> _Exercises to complete_:
1. From the passage on cement thermal conductivity, list every ingredient of cement system D with its amount in pbw.
2. Answer these questions from the passage on cement thermal conductivity:
(a) What percentage difference from the experimental value is reported for "the fully hydrated cement system"?
(b) What thermal conductivity value was obtained for the cement system with "an assumed porosity of 28% filled with irreducible water"?
(c) What is cement system C a mix of?

══ Passage shown

These parameters were alternatively used in the three-phase models to determine the overall thermal conductivity of the fully hydrated cement system with an assumed porosity of 28%, as shown in Table 10.
The obtained value is 0.7164 W/(m-K), which shows an absolute deviation of 6.36 × 10−3 (0.8921% difference) from the experimentally determined value.
Cement system D is a mix of 100 pbw API Cement G, 77.1 pbw water, 40 pbw silica flour, 8 pbw expanded perlite, 4 pbw bentonite, and 2.2 pbw additives, which according to Table 8 converts to 16.84% API Cement G, 19.76% water, 18.27% silica flour, 42.67% expanded perlite, 1.73% bentonite, and 0.73% by volume additives. The estimated values for the hardened cement paste are shown in Table 11.
These parameters were alternatively used in the three-phase models to determine the overall thermal conductivity of the cement system with an assumed porosity of 28% filled with irreducible water, as shown in Table 12.
The obtained value is 0.5103 W/(m-K), which shows an absolute deviation of 9.685 × 10−3 (1.88% difference) from the experimentally determined value.
Cement system C is a mix of 100 pbw Aluminate Cement and 45 pbw water, which according to Table 8 translates into 68.89% cement and 33.11% water by volume. Again, approximations for the HS two-phase boundaries and the series and parallel models for the hardened cement paste were calculated, as shown in Table 13.

════
══ Data shown

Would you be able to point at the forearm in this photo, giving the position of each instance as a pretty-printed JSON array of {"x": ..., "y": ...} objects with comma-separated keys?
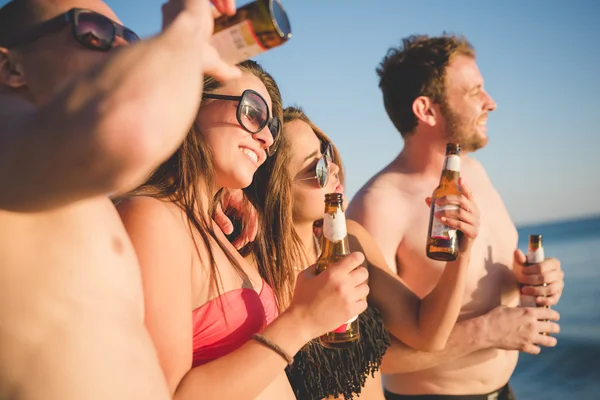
[
  {"x": 251, "y": 368},
  {"x": 466, "y": 338},
  {"x": 108, "y": 129},
  {"x": 439, "y": 310}
]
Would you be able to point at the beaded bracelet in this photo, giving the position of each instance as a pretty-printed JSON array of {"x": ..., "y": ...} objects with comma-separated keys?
[{"x": 263, "y": 340}]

════

> _In response_:
1.
- API Cement G: 100 pbw
- Water: 77.1 pbw
- Silica flour: 40 pbw
- Expanded perlite: 8 pbw
- Bentonite: 4 pbw
- Additives: 2.2 pbw

2.
(a) 0.8921%
(b) 0.5103 W/(m-K)
(c) 100 pbw Aluminate Cement and 45 pbw water